# Supplied records start

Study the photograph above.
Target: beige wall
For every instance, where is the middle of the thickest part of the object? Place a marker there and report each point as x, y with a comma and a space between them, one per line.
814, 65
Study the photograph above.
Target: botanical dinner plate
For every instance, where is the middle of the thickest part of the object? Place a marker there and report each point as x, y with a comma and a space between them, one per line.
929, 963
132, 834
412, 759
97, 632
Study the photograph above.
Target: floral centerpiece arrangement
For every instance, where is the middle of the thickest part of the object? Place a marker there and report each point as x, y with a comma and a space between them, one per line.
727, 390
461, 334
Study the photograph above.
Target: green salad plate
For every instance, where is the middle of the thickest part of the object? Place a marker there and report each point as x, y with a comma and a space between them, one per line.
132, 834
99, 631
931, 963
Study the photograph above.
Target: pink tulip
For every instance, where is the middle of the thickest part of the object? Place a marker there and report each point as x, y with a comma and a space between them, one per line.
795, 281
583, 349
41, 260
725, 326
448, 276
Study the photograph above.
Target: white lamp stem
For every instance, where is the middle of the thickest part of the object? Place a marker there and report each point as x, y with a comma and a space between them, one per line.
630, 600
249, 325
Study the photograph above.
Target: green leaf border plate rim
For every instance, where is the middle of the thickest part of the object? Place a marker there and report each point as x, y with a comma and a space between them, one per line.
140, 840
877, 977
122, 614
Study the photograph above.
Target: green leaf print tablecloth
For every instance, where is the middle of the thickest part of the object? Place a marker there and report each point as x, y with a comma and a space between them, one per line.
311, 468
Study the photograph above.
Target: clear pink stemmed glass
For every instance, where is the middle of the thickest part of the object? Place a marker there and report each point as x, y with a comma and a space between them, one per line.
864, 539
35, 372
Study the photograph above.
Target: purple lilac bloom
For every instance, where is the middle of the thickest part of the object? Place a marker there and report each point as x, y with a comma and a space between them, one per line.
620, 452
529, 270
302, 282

# Supplied records end

Exercise brief: Filter the records above, copying out each line that contains the word "pink".

In response:
Target: pink tulip
Target: clear pink stemmed glass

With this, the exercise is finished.